▸ **WORK REQUIRED**:
Each line must appear in the answer exactly as it does in the data.

▸ **DATA RECORDS**:
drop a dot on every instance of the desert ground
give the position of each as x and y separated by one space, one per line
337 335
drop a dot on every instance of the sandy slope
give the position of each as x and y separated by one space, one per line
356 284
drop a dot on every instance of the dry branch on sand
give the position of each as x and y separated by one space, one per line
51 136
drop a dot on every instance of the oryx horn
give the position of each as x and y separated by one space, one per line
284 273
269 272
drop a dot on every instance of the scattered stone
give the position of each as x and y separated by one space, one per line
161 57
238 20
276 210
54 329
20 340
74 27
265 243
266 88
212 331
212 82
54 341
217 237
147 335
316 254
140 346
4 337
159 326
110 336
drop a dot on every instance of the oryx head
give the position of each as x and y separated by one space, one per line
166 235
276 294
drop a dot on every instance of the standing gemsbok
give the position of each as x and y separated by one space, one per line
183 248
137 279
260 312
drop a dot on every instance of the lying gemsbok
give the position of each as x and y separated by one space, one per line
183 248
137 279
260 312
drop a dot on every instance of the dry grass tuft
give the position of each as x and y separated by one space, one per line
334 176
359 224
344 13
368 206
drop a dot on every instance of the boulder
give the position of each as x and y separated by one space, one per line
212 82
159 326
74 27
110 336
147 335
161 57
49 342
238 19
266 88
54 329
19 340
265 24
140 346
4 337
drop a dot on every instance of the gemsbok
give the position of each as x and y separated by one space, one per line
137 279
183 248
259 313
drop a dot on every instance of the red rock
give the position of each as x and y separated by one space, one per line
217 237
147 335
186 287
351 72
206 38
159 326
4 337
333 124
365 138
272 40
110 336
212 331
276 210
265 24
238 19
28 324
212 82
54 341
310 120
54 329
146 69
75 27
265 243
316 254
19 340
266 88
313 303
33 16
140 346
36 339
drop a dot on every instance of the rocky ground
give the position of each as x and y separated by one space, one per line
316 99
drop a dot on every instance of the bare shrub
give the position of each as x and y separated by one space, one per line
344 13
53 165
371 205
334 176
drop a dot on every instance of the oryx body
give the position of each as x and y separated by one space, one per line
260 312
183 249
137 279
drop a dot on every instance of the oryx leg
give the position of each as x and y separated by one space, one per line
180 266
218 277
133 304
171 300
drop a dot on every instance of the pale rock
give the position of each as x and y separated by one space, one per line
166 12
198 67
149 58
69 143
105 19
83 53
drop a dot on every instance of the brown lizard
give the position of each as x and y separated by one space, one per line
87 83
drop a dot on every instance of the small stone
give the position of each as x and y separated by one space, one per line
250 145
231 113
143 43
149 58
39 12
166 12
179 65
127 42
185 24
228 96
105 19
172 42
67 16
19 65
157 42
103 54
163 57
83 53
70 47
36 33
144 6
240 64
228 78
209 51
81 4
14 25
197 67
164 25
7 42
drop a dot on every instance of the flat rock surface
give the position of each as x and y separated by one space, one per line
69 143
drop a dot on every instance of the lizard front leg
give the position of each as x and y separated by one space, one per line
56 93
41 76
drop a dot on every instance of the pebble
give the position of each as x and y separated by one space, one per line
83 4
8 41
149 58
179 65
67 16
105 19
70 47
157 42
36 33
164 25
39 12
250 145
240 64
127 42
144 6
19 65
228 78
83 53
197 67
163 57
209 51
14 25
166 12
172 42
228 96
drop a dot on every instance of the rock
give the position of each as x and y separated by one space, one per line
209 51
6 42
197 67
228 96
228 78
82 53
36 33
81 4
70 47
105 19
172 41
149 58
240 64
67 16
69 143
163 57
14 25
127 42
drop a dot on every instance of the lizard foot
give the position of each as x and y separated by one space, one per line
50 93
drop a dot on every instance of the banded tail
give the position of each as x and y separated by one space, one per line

▸ **EXERCISE RESPONSE**:
drop a dot on every instance of the desert ground
give the position of each as x and y separated by one space, one per line
337 335
drop a dot on every instance of the sandy slope
give the position of each as x and y separated by one space, one per line
356 284
drop a dot on every instance of the dry branch on sand
give the position of each as x and y separated by one space, one per line
51 136
drop a dot on every instance of the oryx horn
give the position of each as x and y separated by one space, one per line
284 273
269 272
drop a dot on every instance of the scattered stone
give the position of each as x and y separated by one space, one per line
161 57
238 20
276 210
54 329
20 340
74 27
265 243
266 88
212 331
212 82
54 341
217 237
147 335
316 254
140 346
4 337
159 326
110 336
drop a dot on every instance of the oryx head
give the position of each as x and y separated by one space, one per line
166 235
276 294
drop a dot on every instance of the standing gemsbok
give the position of each as x and y separated by one space, one per line
183 248
137 279
260 312
drop a dot on every instance of the lying gemsbok
give the position of each as x and y separated by one space, one per line
183 248
137 279
260 312
drop a dot on every instance of the dry grass tuft
give the position of each as x and y separated by one space, one per line
334 176
359 224
344 13
368 206
drop a dot on every instance of the boulder
give the position of each as x and y separated by one space, one per line
212 82
159 326
74 27
110 336
147 335
161 57
49 342
238 19
266 88
54 329
19 340
265 24
140 346
4 337
drop a dot on every instance of the gemsbok
give the position of each as x and y separated by one space, one per line
137 279
183 248
259 313
drop a dot on every instance of the red rock
give the position of each as x and y separated by one space, one per line
217 237
147 335
186 287
351 72
206 38
159 326
4 337
333 124
365 138
272 40
110 336
212 331
276 210
265 24
238 19
28 324
212 82
54 341
310 120
54 329
146 69
75 27
265 243
316 254
19 340
266 88
313 303
33 16
140 346
36 339
drop a dot on every instance of the rocky ground
give the position of each as x and y separated by one space, one per line
316 99
drop a dot on every instance of the bare shrub
give the position of each as x and y separated by one space, one per line
344 13
53 165
371 205
334 176
drop a dot on every instance of the oryx body
give the position of each as x and y separated by one space, one per line
260 312
183 249
137 279
drop a dot on every instance of the oryx leg
give the position of each as x and y separated by one space, one per line
180 266
218 277
133 304
171 300
drop a dot on every instance of the pale rock
give the position of each as x and y separated by one space, one per line
166 12
198 67
149 58
69 143
105 19
83 53
drop a dot on every instance of the brown lizard
give the position of each as x and y separated by one space, one per line
87 83
drop a dot on every instance of the small stone
give the position of each as x and y separated by one space, one per line
250 145
231 113
143 43
149 58
39 12
166 12
179 65
127 42
185 24
228 96
105 19
172 42
67 16
19 65
157 42
103 54
163 57
83 53
70 47
36 33
144 6
240 64
228 78
209 51
81 4
14 25
197 67
164 25
7 42
drop a dot on every instance of the flat rock surface
give the position of each as x and y separated by one space, one per line
69 143
drop a dot on every instance of the lizard front leg
give the position of each as x and y separated by one space, one per line
56 93
41 76
drop a dot on every instance of the pebble
give the position of each as x and y separated by one space, one per line
83 4
8 41
149 58
179 65
67 16
105 19
70 47
157 42
36 33
164 25
39 12
250 145
240 64
127 42
144 6
19 65
228 78
83 53
197 67
163 57
209 51
14 25
166 12
172 42
228 96
drop a dot on every instance of the rock
give the position of each as x and y separated by one space, one per line
209 51
6 42
197 67
228 96
228 78
82 53
36 33
81 4
70 47
105 19
172 41
149 58
240 64
67 16
69 143
163 57
14 25
127 42
drop a dot on every instance of the lizard foot
give the position of each as x and y separated by one space, one per line
50 93
drop a dot on every instance of the banded tail
give the position of each as x and y separated by one space, one per line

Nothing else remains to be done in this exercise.